===== Listed entries

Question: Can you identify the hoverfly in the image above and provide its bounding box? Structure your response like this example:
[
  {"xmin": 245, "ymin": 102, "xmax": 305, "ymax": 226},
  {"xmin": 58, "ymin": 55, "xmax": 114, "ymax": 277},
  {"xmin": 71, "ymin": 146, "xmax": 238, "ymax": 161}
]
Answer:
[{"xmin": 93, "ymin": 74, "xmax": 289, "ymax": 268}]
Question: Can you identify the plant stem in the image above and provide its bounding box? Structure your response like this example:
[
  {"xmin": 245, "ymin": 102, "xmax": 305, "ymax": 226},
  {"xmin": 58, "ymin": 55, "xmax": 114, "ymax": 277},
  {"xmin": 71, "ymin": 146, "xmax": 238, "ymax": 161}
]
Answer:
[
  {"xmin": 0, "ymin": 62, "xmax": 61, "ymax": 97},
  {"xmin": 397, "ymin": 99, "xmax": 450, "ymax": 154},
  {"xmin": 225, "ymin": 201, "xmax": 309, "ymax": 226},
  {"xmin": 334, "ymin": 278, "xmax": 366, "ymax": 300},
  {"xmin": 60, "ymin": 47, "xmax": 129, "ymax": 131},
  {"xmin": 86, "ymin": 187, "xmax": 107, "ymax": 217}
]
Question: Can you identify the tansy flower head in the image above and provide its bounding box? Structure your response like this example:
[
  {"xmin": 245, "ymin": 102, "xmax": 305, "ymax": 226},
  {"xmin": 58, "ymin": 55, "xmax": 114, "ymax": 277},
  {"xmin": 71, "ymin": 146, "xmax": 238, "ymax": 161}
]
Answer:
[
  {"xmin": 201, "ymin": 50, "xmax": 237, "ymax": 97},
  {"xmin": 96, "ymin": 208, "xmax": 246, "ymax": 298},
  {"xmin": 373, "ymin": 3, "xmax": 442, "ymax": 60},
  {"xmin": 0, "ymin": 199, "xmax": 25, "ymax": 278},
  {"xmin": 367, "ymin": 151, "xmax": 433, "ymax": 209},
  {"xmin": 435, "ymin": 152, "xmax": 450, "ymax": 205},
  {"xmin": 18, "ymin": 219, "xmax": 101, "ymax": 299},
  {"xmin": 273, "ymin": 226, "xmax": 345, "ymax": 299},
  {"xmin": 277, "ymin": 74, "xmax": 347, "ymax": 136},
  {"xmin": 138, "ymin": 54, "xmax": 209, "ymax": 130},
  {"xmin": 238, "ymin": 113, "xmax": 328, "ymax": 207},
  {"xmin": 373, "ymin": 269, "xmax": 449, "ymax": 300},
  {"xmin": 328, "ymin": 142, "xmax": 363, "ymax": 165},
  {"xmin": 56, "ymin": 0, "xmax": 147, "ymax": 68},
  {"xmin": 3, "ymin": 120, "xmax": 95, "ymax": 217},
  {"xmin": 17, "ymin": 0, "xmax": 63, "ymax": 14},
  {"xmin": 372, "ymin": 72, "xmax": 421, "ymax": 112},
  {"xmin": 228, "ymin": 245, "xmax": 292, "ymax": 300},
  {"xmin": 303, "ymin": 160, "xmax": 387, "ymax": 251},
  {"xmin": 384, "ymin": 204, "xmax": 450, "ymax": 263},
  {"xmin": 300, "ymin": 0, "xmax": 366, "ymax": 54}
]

==========

§ What needs to be done
Each line above is to be repeated exactly.

§ Final answer
Question: Can you identify the hoverfly in the image above and provide its bounding box? Structure your response like this example:
[
  {"xmin": 245, "ymin": 102, "xmax": 305, "ymax": 226},
  {"xmin": 58, "ymin": 55, "xmax": 114, "ymax": 277},
  {"xmin": 71, "ymin": 146, "xmax": 238, "ymax": 161}
]
Answer:
[{"xmin": 93, "ymin": 74, "xmax": 289, "ymax": 268}]
Question: Can you identify the plant stem in the image above and provide its bounding box? Structure your response like this example:
[
  {"xmin": 245, "ymin": 102, "xmax": 305, "ymax": 226},
  {"xmin": 58, "ymin": 55, "xmax": 114, "ymax": 277},
  {"xmin": 71, "ymin": 146, "xmax": 238, "ymax": 161}
]
Answer:
[
  {"xmin": 0, "ymin": 62, "xmax": 61, "ymax": 97},
  {"xmin": 397, "ymin": 99, "xmax": 450, "ymax": 154},
  {"xmin": 225, "ymin": 201, "xmax": 309, "ymax": 226},
  {"xmin": 334, "ymin": 278, "xmax": 366, "ymax": 300},
  {"xmin": 60, "ymin": 47, "xmax": 129, "ymax": 131},
  {"xmin": 86, "ymin": 187, "xmax": 107, "ymax": 217}
]
Question: Can you identify the tansy flower head in the image above and provide its bounding box? Structure your response like this example:
[
  {"xmin": 245, "ymin": 102, "xmax": 305, "ymax": 226},
  {"xmin": 58, "ymin": 55, "xmax": 114, "ymax": 277},
  {"xmin": 71, "ymin": 146, "xmax": 238, "ymax": 161}
]
Answer:
[
  {"xmin": 201, "ymin": 50, "xmax": 237, "ymax": 97},
  {"xmin": 96, "ymin": 208, "xmax": 246, "ymax": 298},
  {"xmin": 373, "ymin": 3, "xmax": 442, "ymax": 60},
  {"xmin": 0, "ymin": 199, "xmax": 25, "ymax": 278},
  {"xmin": 367, "ymin": 151, "xmax": 433, "ymax": 209},
  {"xmin": 435, "ymin": 152, "xmax": 450, "ymax": 205},
  {"xmin": 18, "ymin": 219, "xmax": 101, "ymax": 299},
  {"xmin": 273, "ymin": 226, "xmax": 345, "ymax": 299},
  {"xmin": 277, "ymin": 74, "xmax": 347, "ymax": 136},
  {"xmin": 138, "ymin": 54, "xmax": 209, "ymax": 130},
  {"xmin": 238, "ymin": 113, "xmax": 328, "ymax": 207},
  {"xmin": 373, "ymin": 269, "xmax": 449, "ymax": 300},
  {"xmin": 328, "ymin": 142, "xmax": 363, "ymax": 165},
  {"xmin": 56, "ymin": 0, "xmax": 147, "ymax": 68},
  {"xmin": 3, "ymin": 120, "xmax": 95, "ymax": 217},
  {"xmin": 17, "ymin": 0, "xmax": 63, "ymax": 14},
  {"xmin": 372, "ymin": 72, "xmax": 421, "ymax": 112},
  {"xmin": 228, "ymin": 245, "xmax": 292, "ymax": 300},
  {"xmin": 303, "ymin": 160, "xmax": 387, "ymax": 251},
  {"xmin": 384, "ymin": 204, "xmax": 450, "ymax": 263},
  {"xmin": 300, "ymin": 0, "xmax": 366, "ymax": 54}
]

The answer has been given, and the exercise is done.